# WHAT TO DO:
Copy out every record below with complete accuracy.

Start of EXERCISE DATA

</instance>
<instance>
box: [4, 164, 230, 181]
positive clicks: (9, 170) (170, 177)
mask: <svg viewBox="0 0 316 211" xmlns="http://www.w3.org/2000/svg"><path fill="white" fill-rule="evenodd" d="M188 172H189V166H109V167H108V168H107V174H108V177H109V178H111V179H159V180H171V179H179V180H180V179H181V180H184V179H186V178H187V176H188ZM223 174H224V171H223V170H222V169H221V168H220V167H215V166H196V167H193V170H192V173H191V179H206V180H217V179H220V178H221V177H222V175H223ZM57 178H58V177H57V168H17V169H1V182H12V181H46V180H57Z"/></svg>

End of EXERCISE DATA

# YOUR RESPONSE:
</instance>
<instance>
box: [4, 164, 230, 181]
positive clicks: (9, 170) (170, 177)
mask: <svg viewBox="0 0 316 211" xmlns="http://www.w3.org/2000/svg"><path fill="white" fill-rule="evenodd" d="M188 172H189V166H109V167H108V168H107V174H108V177H109V178H111V179H159V180H171V179H179V180H180V179H181V180H184V179H186V178H187V176H188ZM223 174H224V171H223V170H222V169H221V168H220V167H215V166H196V167H193V170H192V173H191V179H206V180H217V179H220V178H221V177H222V175H223ZM57 178H58V177H57V168H17V169H1V182H12V181H46V180H57Z"/></svg>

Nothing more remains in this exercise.